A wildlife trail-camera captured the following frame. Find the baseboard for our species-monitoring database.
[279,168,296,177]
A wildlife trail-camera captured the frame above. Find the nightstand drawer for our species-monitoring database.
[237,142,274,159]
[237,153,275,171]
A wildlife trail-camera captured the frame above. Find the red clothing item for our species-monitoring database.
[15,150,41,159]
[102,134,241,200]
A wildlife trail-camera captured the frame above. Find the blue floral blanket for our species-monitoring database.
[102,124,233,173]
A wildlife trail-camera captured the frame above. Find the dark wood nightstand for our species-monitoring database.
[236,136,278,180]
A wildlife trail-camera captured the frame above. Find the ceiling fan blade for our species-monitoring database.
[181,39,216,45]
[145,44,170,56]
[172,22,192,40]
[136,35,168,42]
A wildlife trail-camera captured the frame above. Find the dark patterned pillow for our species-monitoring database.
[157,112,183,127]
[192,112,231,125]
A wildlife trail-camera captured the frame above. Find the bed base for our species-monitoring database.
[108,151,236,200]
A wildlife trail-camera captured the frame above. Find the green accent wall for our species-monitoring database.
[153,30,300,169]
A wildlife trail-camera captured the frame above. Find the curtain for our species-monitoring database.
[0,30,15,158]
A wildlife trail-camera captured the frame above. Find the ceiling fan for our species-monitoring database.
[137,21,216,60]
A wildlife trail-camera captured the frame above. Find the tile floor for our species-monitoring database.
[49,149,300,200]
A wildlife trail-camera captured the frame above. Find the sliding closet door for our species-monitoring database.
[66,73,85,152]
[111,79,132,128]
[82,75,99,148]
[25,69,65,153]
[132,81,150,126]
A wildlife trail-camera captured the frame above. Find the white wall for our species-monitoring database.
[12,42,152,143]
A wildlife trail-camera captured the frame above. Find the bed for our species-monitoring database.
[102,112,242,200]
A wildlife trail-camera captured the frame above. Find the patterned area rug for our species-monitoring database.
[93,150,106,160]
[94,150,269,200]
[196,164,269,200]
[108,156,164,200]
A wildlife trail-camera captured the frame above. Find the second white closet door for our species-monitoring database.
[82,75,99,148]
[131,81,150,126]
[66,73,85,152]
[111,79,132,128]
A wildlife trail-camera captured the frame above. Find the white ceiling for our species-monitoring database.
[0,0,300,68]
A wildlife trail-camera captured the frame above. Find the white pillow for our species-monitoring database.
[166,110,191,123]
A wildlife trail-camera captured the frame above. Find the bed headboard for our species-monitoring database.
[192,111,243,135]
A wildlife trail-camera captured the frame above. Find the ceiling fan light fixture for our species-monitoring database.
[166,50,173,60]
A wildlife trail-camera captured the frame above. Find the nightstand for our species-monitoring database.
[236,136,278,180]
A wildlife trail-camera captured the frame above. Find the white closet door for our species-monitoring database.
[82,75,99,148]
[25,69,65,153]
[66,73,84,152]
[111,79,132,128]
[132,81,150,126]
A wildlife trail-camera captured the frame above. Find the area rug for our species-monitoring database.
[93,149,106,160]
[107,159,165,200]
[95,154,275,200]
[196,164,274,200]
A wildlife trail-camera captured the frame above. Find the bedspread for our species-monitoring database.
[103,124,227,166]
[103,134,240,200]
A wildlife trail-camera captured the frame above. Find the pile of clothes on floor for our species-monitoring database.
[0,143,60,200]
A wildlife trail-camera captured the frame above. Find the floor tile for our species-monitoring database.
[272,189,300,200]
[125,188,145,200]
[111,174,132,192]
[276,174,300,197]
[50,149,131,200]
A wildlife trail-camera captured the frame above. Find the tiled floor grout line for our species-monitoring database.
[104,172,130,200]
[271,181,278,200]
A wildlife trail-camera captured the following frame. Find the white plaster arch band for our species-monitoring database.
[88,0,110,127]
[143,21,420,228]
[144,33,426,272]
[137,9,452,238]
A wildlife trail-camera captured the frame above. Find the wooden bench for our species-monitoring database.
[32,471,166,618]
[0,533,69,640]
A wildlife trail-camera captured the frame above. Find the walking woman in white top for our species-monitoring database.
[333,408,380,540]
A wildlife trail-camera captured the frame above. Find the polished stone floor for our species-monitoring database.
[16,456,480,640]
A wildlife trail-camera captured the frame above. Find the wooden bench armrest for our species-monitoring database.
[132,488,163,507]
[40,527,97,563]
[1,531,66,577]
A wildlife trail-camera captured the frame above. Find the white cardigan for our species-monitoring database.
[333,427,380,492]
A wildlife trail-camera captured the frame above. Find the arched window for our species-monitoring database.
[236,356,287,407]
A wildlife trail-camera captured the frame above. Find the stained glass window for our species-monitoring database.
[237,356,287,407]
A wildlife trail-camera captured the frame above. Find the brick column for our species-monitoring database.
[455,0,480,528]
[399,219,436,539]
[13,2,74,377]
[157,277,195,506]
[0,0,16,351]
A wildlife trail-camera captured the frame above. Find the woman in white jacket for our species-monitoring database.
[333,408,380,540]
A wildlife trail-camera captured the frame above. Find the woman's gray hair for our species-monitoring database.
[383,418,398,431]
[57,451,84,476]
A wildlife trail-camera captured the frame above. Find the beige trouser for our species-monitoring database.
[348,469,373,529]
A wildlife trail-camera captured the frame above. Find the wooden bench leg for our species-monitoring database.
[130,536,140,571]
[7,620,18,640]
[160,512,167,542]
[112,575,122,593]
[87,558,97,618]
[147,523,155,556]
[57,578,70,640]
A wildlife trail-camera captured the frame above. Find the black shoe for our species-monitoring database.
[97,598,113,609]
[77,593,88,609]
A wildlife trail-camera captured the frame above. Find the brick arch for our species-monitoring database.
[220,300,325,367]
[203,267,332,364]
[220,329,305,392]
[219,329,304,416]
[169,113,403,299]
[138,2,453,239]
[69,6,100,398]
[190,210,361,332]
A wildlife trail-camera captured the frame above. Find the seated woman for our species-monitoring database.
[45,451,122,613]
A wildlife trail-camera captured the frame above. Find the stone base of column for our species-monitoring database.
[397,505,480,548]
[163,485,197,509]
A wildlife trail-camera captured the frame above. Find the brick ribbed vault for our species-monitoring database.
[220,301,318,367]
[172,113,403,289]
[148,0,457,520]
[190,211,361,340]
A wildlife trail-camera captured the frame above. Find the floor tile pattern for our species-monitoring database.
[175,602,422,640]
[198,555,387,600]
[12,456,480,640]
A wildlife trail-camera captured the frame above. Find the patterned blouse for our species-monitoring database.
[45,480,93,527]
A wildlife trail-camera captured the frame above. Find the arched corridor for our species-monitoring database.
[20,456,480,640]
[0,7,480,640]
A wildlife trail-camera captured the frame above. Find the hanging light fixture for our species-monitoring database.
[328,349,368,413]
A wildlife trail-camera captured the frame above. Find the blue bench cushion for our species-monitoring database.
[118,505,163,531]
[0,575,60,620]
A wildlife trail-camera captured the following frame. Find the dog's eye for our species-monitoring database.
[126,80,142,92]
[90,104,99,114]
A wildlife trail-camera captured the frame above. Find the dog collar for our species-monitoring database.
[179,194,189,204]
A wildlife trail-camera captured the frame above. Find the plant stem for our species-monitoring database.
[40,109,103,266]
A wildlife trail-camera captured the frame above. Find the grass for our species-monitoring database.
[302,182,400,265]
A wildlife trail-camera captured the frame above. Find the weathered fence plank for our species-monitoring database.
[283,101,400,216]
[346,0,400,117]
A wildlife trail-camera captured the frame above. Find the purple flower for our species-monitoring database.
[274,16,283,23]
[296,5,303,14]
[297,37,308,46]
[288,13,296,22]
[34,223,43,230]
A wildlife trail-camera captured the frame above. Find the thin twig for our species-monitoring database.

» **WHAT YOU HAVE TO DO**:
List every line of the data above that contains the word "patterned", copying each line in full. Case counts.

» **WRITTEN RESPONSE**:
A wildlife trail-camera captured the frame above. Find the dark patterned pillow for our species-monitoring database.
A wildlife trail-camera captured the frame above. Find the patterned area rug for our species-monitoring database.
A wildlife trail-camera captured the frame above. Find the patterned blouse for our species-monitoring database.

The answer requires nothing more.